▶ STUDY QUESTIONS
[1] Answer these questions using the news report on the California budget fight.
(a) How much more per pack would smokers pay under the Democrats' package?
(b) Who is the Assembly Speaker quoted in the report?
(c) By what date would an agreement ideally be reached?
[2] Extend the news report on the California budget fight with the next few paragraphs, picking up after its final sentence.

======== DOCUMENT EXCERPT ========

Lawmakers, governor start fighting

June 17, 2009 7:24:18 PM PDT
It was bound to happen. Despite calls for cooperation and quick work in Sacramento, state lawmakers and the governor are digging in for a tough battle over the budget. At the center of the fight is a debate over taxes and where to cut. Governor Schwarzenegger says no way is he signing the Democrats' package which includes $2 billion in new taxes and fees. It targets oil companies for drilling off the California coast, smokers by adding another $1.50 a pack, and drivers who'll have to pay a $15 surcharge in DMV fees to keep state parks open.

"None of that will fly with me because, like I said, it will be irresponsible after the largest tax increase in California's history just four months ago, to go back to the people and say we want to increase your taxes," says Governor Arnold Schwarzenegger (R) of California.

Democrats say they don't have the heart to completely wipe out the funding of some social programs mostly for the poor. So they had to raise money somehow.

"We are all committed to making sure that California has a safety net," says Assembly Speaker Karen Bass (D) of Los Angeles.

With battle lines clearly drawn, the opposing philosophies threaten to delay a much needed budget fix. An agreement by July 1st is ideal so that the solutions can take effect before the state runs out of cash nearly a month later.

======== SUPPLIED DATA ========

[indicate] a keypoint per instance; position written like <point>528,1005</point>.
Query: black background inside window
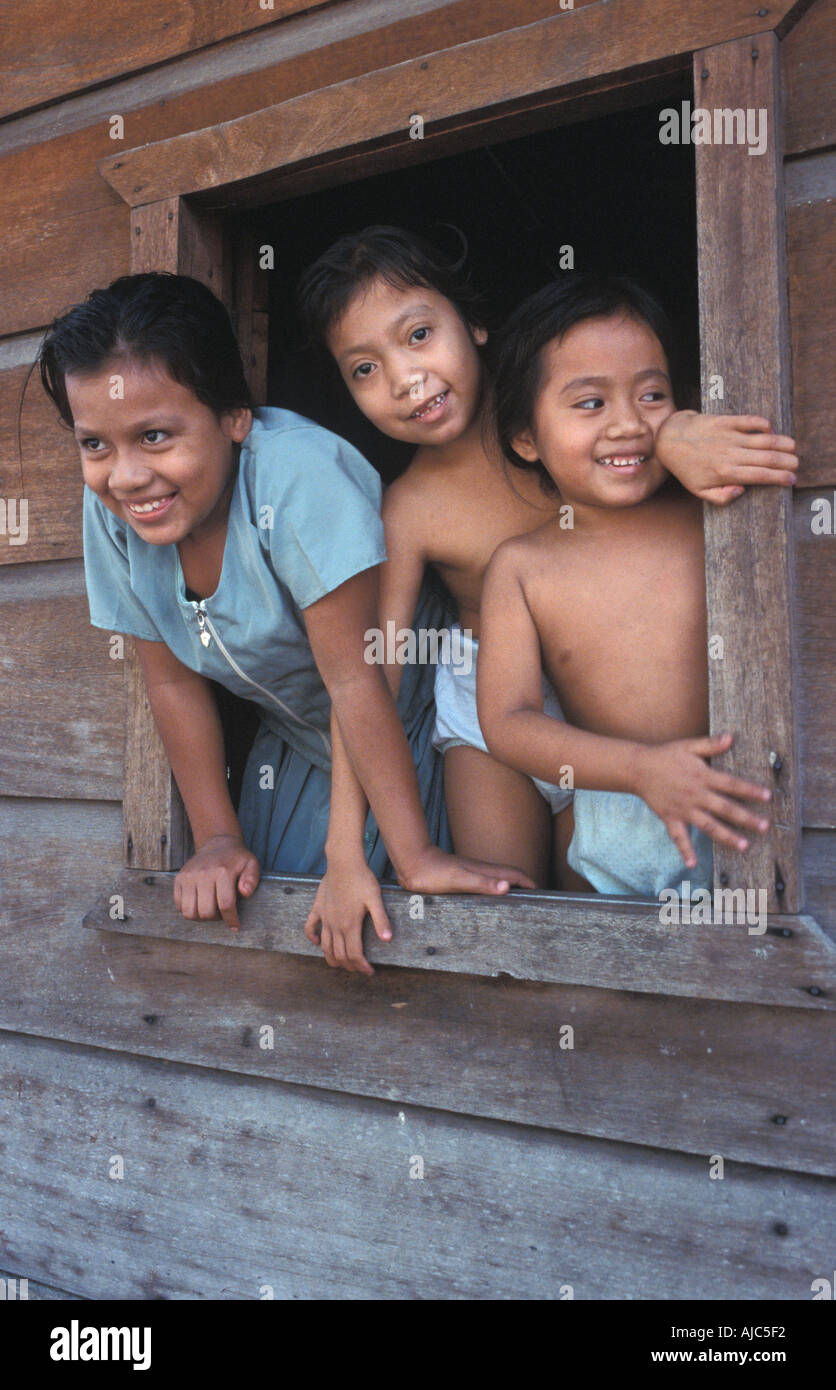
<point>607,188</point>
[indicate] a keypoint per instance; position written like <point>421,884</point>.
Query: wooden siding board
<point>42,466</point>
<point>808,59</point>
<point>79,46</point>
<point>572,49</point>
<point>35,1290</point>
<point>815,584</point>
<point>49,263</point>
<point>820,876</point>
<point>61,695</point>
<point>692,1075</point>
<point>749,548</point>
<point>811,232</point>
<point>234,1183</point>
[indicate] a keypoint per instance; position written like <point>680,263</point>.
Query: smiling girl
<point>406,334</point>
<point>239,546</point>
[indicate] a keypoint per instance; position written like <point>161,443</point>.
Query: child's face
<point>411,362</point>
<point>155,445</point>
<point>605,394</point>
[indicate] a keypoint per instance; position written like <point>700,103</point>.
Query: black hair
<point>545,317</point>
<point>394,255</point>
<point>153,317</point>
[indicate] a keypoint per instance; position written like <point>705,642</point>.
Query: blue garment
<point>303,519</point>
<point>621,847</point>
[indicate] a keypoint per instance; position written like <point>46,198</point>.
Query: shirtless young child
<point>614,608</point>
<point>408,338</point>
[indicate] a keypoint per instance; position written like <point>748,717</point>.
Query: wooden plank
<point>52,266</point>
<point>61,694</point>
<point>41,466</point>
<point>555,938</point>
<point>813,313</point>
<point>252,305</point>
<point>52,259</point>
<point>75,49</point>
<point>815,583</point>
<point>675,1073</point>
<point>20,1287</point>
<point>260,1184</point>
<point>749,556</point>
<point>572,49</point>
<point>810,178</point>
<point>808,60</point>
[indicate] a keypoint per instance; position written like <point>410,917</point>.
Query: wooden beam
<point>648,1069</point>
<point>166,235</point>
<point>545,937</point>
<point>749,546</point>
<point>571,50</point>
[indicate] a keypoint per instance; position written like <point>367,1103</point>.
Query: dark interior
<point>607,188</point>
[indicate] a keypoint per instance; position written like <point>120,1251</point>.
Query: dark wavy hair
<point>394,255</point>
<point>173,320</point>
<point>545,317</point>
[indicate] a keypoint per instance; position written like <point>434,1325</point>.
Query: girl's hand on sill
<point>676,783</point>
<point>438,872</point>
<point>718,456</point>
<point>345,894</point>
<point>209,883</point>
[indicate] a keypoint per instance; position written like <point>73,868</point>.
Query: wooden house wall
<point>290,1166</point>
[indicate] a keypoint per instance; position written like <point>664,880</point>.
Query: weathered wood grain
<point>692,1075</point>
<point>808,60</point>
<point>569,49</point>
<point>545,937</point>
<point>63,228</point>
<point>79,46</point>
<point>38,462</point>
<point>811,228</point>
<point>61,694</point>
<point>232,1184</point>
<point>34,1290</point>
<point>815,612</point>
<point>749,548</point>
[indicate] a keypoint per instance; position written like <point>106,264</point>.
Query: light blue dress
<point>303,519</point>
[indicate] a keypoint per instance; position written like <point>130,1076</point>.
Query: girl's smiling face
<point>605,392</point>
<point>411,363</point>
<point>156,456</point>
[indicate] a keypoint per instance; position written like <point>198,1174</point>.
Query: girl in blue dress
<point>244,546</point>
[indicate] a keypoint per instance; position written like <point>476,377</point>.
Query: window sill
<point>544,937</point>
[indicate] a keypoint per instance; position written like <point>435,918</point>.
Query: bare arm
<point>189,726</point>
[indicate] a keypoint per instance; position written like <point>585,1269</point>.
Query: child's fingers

========

▶ ANSWERS IN ORDER
[1]
(a) $1.50 more per pack.
(b) Karen Bass (D) of Los Angeles.
(c) July 1st.

[2]
"We're not going to get this budget solved by the end of the month if the Democrats keep running these drills and insisting on taxes and not stepping up to the hard decisions," says Assembly Sam Blakeslee (R) of San Luis Obispo.

Dozens of children who depend on state-funded health insurance marched to the capitol to demand their coverage be spared from the budget axe. But both plans will hurt; the governor wants to eliminate the program which will affect nearly a million kids, while democrats propose to kick off or deny coverage to 350,000 kids. Either way, it's a scary prospect for chronically ill children who know the value of the Healthy Families program.

"I depend on him or her to give me my medications, my inhaler, my brother's inhaler," says Yesenia Gonzales, a Healthy Families patient from Union City.
"And if you don't get it?" says Nannette.
"I could suffer. It could worsen," says Gonzales.

It's interesting that after criticizing the Democrats for the new taxes, the governor's plan also includes new taxes like a $50 fee on property owners for firefighting and other emergencies.